## BEGIN Provided information
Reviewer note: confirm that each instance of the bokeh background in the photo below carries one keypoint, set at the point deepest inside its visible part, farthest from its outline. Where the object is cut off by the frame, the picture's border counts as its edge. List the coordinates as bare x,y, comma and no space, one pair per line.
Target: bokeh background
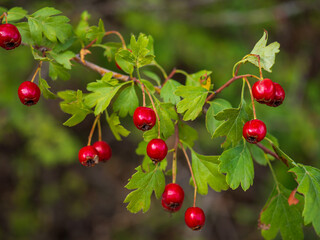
46,194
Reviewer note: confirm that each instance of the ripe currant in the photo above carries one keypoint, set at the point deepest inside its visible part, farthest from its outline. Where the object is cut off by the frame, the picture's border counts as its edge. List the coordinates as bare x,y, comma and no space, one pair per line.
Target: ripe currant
254,131
157,150
263,91
10,37
279,96
104,150
172,197
29,93
88,156
144,118
194,218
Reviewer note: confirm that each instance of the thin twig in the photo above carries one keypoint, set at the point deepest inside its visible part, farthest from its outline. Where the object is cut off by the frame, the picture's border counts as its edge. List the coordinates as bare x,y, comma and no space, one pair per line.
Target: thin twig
191,172
252,99
92,129
174,158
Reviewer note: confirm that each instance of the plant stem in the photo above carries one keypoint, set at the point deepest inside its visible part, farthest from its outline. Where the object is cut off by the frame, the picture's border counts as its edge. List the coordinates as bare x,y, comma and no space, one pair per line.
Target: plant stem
161,69
99,130
227,84
174,158
259,63
142,88
252,99
106,34
37,70
191,172
92,129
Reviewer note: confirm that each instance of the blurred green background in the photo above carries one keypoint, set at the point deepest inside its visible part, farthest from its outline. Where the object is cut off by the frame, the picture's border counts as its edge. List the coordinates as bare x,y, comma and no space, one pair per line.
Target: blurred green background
46,194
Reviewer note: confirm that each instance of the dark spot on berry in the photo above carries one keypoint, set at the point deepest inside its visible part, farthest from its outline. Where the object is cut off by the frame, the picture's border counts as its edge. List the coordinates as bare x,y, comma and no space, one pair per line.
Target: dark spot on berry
145,127
29,102
252,139
10,44
90,163
197,228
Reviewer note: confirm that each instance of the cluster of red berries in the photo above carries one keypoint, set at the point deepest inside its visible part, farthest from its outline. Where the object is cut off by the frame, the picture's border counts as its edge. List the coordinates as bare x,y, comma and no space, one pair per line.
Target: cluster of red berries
264,92
144,118
172,199
91,155
10,38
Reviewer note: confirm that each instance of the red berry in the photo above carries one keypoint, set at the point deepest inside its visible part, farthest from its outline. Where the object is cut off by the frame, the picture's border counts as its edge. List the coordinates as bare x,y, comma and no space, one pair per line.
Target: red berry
104,150
29,93
10,37
263,91
88,156
172,197
194,218
254,131
157,150
279,96
144,118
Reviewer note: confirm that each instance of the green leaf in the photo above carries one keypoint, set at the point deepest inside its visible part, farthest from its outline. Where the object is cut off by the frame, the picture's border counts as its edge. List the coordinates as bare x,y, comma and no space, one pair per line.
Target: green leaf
153,76
166,112
308,179
83,25
144,183
277,216
96,32
141,50
56,70
63,58
126,60
44,87
46,12
73,104
147,162
24,30
216,106
237,164
167,91
187,134
205,170
102,94
126,102
234,119
16,13
194,99
117,129
267,53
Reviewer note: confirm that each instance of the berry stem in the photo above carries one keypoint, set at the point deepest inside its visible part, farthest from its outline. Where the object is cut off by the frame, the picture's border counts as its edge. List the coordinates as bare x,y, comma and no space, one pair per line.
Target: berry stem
37,70
99,130
161,69
252,99
106,34
228,83
259,63
92,129
191,172
5,16
174,158
142,88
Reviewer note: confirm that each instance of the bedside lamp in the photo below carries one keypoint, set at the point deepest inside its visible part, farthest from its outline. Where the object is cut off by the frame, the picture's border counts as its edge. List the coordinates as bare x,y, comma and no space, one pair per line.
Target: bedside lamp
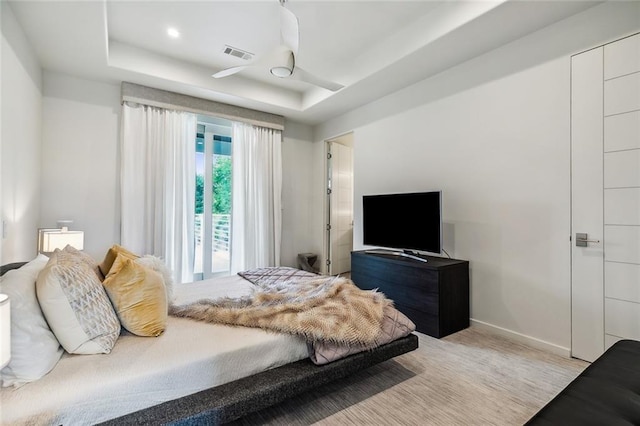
51,239
5,330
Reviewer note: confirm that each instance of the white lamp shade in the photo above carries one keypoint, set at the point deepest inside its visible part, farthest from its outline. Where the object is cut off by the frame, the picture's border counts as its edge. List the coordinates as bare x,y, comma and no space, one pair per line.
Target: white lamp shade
5,330
52,240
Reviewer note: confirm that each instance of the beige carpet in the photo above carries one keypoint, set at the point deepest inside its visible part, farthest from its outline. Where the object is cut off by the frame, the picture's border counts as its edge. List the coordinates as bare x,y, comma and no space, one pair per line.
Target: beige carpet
472,377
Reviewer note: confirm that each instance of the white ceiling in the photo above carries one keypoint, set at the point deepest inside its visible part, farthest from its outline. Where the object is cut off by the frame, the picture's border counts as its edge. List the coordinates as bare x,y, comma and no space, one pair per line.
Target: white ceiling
373,48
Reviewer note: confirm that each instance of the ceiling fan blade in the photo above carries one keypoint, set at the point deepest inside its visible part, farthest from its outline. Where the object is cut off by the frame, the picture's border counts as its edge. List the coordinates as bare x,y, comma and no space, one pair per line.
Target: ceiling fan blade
302,75
229,71
289,29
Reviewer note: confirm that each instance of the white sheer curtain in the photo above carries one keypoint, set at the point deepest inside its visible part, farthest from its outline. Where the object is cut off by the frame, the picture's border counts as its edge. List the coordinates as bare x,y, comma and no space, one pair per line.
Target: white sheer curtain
256,217
158,185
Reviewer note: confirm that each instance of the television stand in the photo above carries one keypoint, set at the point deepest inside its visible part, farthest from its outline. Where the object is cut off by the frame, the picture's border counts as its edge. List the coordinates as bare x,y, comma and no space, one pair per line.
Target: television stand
434,295
397,253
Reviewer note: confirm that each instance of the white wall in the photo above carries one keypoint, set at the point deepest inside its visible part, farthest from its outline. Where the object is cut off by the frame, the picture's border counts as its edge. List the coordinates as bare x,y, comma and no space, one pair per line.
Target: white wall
493,134
21,117
297,193
80,167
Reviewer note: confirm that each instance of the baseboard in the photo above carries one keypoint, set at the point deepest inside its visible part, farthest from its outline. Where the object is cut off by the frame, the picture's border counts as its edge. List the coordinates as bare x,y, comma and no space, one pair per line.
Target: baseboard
## END Provided information
What the task requires:
Find the line with "Reviewer note: confirm that each instance of the television" in the listing above, then write out that line and each remaining line exactly, with no other text.

Answer for this exercise:
Reviewer note: confirm that each instance of the television stand in the photo above carries one keypoint, set at the point deepest inside its visible part, farthest from its outline. Where the object is cut off by the frame, the picture's border counts as its edge. List the coordinates as bare x,y, comma and no space, one pair per line.
Target: television stand
434,295
397,253
Reviewer note: confirm that each instance of the white wall in the photo above carries one keypoint, set at the point deepest inside its visible part, farthest from its outline. Where the object is cut off by the frame, the picture's border counts as its edge. List the coordinates as bare x,y, comma and no space, one pair per line.
Target: white wall
493,134
21,117
297,193
80,167
Reviewer note: confirm that each instance of the baseboard in the photo above carries one keypoint, set at the point deepest inside its visible part, farthest from its outline. Where the object is cut off by the frame, the picture's border counts as its edge. List the coordinates as bare x,y, comma and no space, one pair per line.
Target: baseboard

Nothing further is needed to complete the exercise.